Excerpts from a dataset
⁂

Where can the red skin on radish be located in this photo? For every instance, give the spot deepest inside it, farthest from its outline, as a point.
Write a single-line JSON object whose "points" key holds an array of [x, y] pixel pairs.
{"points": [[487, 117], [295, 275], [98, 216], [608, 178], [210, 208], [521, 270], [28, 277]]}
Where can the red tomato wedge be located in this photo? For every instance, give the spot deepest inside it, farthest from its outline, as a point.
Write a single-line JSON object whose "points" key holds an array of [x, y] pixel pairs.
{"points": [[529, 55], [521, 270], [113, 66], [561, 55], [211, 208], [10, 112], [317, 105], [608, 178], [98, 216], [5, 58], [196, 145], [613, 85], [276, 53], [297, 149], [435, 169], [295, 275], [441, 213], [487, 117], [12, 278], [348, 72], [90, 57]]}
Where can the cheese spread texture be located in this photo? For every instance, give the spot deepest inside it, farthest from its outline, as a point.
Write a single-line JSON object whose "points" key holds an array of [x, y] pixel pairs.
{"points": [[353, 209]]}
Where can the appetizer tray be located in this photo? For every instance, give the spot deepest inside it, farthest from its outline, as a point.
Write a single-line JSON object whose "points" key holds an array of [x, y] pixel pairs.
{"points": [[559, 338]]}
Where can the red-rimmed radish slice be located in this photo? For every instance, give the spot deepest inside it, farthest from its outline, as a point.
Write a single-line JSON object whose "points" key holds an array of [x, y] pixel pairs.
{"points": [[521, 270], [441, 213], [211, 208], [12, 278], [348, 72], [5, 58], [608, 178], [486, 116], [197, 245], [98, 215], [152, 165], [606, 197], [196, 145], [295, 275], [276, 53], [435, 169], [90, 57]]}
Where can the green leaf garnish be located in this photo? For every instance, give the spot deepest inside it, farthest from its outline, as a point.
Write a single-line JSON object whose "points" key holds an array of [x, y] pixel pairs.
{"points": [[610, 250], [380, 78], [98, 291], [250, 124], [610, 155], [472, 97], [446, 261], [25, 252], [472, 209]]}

⁂

◆ The task ◆
Among the lines above, count those that include the word "radish". Give only the result.

◆ Finished task ◆
2